[Source data Boundary: Start]
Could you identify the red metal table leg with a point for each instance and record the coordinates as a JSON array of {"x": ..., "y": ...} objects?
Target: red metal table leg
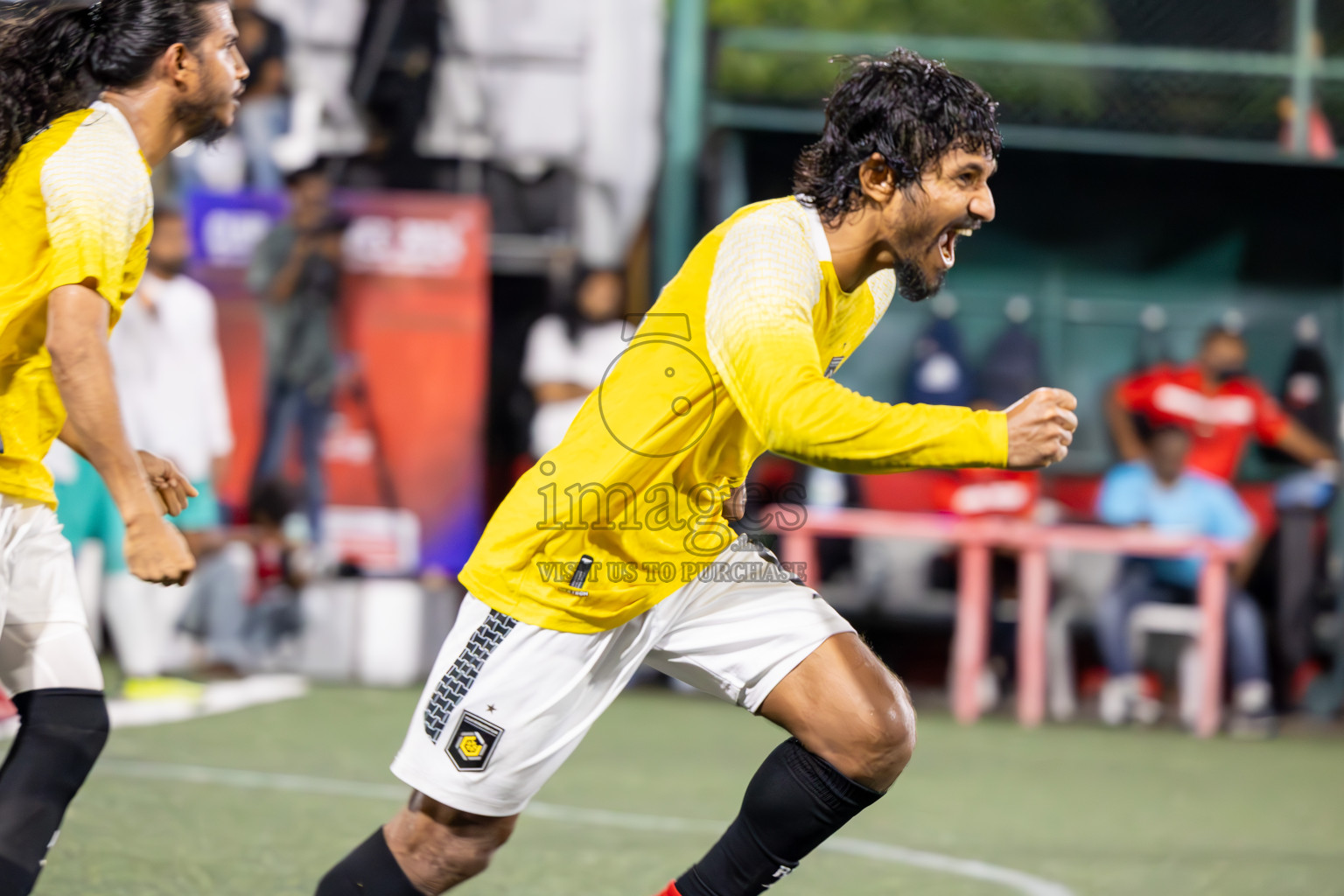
[
  {"x": 1213, "y": 604},
  {"x": 972, "y": 634},
  {"x": 1032, "y": 612}
]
[Source data Boundary: End]
▶ **Activity**
In the copy, include no pictures; restate the listing above exactly.

▶ **Finished task**
Could you identify the red metal table leg with a point for each instance and record the coordinates as a JSON array of {"x": ..., "y": ...} objects?
Target: red metal table leg
[
  {"x": 1213, "y": 604},
  {"x": 972, "y": 634},
  {"x": 1032, "y": 612}
]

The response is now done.